TASK DESCRIPTION => Retype every entry exactly, character for character.

Excerpts of pointing data
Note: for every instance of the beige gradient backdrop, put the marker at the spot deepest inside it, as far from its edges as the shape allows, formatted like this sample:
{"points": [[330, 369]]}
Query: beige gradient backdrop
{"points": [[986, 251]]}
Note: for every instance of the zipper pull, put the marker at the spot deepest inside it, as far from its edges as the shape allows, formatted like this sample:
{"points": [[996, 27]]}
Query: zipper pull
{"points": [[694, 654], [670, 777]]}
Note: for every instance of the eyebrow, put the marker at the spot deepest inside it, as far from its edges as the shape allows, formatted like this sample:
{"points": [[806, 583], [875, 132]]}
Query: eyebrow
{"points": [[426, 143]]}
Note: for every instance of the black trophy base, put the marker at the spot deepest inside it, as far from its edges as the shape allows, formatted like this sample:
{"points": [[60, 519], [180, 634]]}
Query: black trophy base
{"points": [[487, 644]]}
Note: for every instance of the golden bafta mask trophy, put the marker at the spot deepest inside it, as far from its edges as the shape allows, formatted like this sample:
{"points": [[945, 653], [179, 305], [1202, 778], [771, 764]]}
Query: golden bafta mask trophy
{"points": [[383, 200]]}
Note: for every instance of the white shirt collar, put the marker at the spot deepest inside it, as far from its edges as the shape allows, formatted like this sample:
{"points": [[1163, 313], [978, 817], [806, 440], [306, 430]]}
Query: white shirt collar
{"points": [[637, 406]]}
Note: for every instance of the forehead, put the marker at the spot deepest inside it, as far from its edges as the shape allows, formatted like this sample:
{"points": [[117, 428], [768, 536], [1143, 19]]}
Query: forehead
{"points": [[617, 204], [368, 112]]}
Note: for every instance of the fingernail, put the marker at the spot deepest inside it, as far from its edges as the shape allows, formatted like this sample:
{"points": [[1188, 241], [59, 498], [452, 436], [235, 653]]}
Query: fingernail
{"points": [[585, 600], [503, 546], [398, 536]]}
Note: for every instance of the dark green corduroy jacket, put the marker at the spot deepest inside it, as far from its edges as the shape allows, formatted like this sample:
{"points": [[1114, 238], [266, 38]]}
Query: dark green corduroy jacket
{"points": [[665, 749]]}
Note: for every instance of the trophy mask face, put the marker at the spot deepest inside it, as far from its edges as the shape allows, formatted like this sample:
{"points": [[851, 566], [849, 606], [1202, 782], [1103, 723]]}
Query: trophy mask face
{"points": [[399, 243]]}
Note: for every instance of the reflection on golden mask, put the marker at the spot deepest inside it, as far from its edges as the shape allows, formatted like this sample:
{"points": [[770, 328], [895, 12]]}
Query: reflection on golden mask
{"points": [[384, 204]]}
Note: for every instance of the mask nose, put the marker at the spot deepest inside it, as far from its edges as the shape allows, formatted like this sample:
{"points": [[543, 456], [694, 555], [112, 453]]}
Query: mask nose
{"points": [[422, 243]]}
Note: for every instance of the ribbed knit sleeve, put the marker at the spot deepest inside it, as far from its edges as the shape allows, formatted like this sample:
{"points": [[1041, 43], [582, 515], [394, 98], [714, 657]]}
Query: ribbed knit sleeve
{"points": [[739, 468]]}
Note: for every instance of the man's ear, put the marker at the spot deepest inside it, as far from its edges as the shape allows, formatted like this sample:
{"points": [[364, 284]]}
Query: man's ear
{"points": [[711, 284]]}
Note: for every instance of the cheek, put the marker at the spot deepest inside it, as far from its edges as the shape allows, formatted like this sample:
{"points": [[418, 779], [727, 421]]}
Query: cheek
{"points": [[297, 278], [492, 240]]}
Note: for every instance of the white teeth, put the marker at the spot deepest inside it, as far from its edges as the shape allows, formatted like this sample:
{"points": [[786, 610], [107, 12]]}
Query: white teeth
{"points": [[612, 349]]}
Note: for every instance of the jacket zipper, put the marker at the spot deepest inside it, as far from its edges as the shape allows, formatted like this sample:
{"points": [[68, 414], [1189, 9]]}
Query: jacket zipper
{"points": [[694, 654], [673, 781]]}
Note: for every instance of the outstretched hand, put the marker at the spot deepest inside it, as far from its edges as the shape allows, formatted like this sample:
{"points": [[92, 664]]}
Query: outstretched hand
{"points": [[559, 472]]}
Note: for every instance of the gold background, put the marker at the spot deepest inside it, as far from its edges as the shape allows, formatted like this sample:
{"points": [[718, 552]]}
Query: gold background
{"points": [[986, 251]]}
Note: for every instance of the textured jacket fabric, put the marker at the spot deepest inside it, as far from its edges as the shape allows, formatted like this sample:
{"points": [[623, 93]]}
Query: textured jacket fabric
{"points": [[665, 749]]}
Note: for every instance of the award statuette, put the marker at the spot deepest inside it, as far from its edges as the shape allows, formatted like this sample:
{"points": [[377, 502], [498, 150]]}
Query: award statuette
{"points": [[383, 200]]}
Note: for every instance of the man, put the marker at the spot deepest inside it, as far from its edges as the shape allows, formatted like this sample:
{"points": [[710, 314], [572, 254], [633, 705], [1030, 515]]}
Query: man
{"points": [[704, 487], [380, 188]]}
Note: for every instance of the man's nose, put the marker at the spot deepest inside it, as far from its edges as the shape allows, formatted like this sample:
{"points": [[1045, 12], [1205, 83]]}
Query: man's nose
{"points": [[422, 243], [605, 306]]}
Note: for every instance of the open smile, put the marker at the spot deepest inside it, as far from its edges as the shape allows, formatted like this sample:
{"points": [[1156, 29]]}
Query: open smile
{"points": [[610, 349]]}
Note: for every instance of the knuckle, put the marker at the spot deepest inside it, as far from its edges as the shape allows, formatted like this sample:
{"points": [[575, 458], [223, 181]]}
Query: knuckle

EXERCISE RESULT =>
Note: for every instance of the beige gradient backdrop, put the marker at the spot deepest inside it, as far from its edges as the shape allows, formatted like this sample:
{"points": [[330, 369]]}
Query: beige gradient backdrop
{"points": [[986, 251]]}
Note: for every instance of the zipper pull, put the marker at the spot deepest inside it, as far from its edges as the shape allows, formatted like this sample:
{"points": [[996, 27]]}
Query: zipper pull
{"points": [[694, 654], [670, 777]]}
Note: for every instance of the eyebrow, put the marker at the spot deepest inside it, as far from its edges as the shape allows, formatted like this sample:
{"points": [[806, 583], [875, 132]]}
Query: eyebrow
{"points": [[426, 143]]}
Note: for every instance of the black trophy base, put the marker at the spot deepest inside it, as far from its edges as the shape allows, formatted like this sample:
{"points": [[60, 519], [180, 634]]}
Query: black trophy base
{"points": [[487, 644]]}
Note: for every instance of the golden bafta mask trophy, put the marker at the spot deepest inside it, as far from its edges as the shape allows, formatted like this sample:
{"points": [[945, 653], [179, 305], [1202, 778], [771, 764]]}
Query: golden bafta mask trophy
{"points": [[383, 200]]}
Note: for every instance of the white shirt collar, put the marker at the spot deepest inside it, as far from its edges as the shape allows, formatted like this sample:
{"points": [[1163, 313], [978, 817], [806, 440], [306, 430]]}
Query: white shirt collar
{"points": [[637, 406]]}
Note: for every instance of the forehead, put the marker at the spot deepest inside it, as far from its edges as the shape allows, formatted like this sample:
{"points": [[117, 428], [768, 536], [1143, 19]]}
Query: forehead
{"points": [[617, 204], [368, 112]]}
Note: for every instance of the fingernail, put the marker at the spot deepest inside it, as far from its edges as the shape allows, formatted like this sample:
{"points": [[1188, 241], [59, 498], [452, 436], [235, 653]]}
Query: fingernail
{"points": [[585, 600], [503, 546], [398, 536]]}
Note: for every instance of the dark green corduroy jacket, put the marker at the spot deepest inside it, as far from its edges as the shape allows, formatted like this sample:
{"points": [[1114, 238], [266, 38]]}
Query: dark green corduroy jacket
{"points": [[665, 749]]}
Note: for every instance of the trophy mask face, put the marker at the spot deepest inside it, as far from its edges as the shape allows, formatted like this sample:
{"points": [[851, 566], [849, 606], [1202, 782], [1103, 723]]}
Query: trophy mask face
{"points": [[399, 243]]}
Note: for every instance of the reflection on golden mask, put the marker at the spot deepest inside it, as far from its edges as the shape allows, formatted like this sample:
{"points": [[770, 328], [895, 12]]}
Query: reflection on golden mask
{"points": [[384, 204]]}
Note: for every instance of the mask nose, put the marker at the spot deepest inside it, as far from its edges as the shape allows, formatted like this sample:
{"points": [[543, 456], [694, 555], [112, 453]]}
Query: mask nose
{"points": [[422, 243]]}
Note: for every instance of the ribbed knit sleeve, put the marker at the spot deepest inside it, as far from its edges as the shape allows, formatted like this sample:
{"points": [[1041, 43], [582, 515], [394, 98], [714, 657]]}
Query: ribbed knit sleeve
{"points": [[739, 468]]}
Note: for every instance of the man's ear, put the marker at the spot deepest inside it, as far from its edges as the shape allows, formatted like this sample:
{"points": [[364, 284]]}
Query: man's ear
{"points": [[711, 284]]}
Note: for every instance of the cheek, put the marker at the spot deepest inside it, as far from its edges as the shape allows, formatted like this sample:
{"points": [[418, 779], [727, 421]]}
Query: cheek
{"points": [[297, 278], [492, 240]]}
Note: for every instance of the white teeth, put the marker at the spot deepest inside it, as far from its edges as the shape allows, formatted like this sample:
{"points": [[786, 610], [107, 12]]}
Query: white teeth
{"points": [[612, 349]]}
Note: for every instance of the jacket zipper, put the marker at the spot deepest inside it, as far from its edges as the shape allows, formatted like this sample:
{"points": [[68, 414], [1189, 9]]}
Query: jacket zipper
{"points": [[694, 654], [673, 781]]}
Note: for every instance of the outstretched hand, put the marker at the spot deepest inside it, as far from its edges as the shape allows, formatted like this sample:
{"points": [[92, 664]]}
Query: outstretched hand
{"points": [[559, 472]]}
Note: for every instance of the gold background, put the marker at the spot deepest inside it, as far from its edges as the shape allows, formatted like this sample:
{"points": [[718, 552]]}
Query: gold background
{"points": [[986, 251]]}
Note: for every instance of the textured jacket fabric, put the marker at the spot deepest inside it, as far from its edges as the shape allows, formatted like this sample:
{"points": [[623, 93]]}
Query: textured jacket fabric
{"points": [[665, 749]]}
Note: for every instance of the award statuette, put the marker at the spot deepest inside it, as far from its edges as the shape allows, formatted like this sample:
{"points": [[377, 502], [498, 150]]}
Query: award statuette
{"points": [[383, 200]]}
Note: for every instance of the man, put the marker at the spot deepest inside it, as far from its edges as the shape allows, formatted like this sample:
{"points": [[710, 314], [572, 254], [633, 705], [1030, 515]]}
Query: man
{"points": [[704, 487], [380, 188]]}
Note: for every instance of the man's nose, put the marker at the spot deepest inside it, as far from its edges as the shape allows, formatted like this sample:
{"points": [[1045, 12], [1205, 83]]}
Query: man's nose
{"points": [[422, 243], [605, 306]]}
Note: for every instance of the open smile, put the marker at the spot deepest inside it, as far from its edges as the shape allows, formatted like this sample:
{"points": [[1156, 29]]}
Query: open smile
{"points": [[610, 349]]}
Note: for every instance of the knuckle, put the marker at the spot deepest inside it, as far from its edges as the shape allows, formatted like this sample:
{"points": [[575, 458], [223, 181]]}
Query: knuckle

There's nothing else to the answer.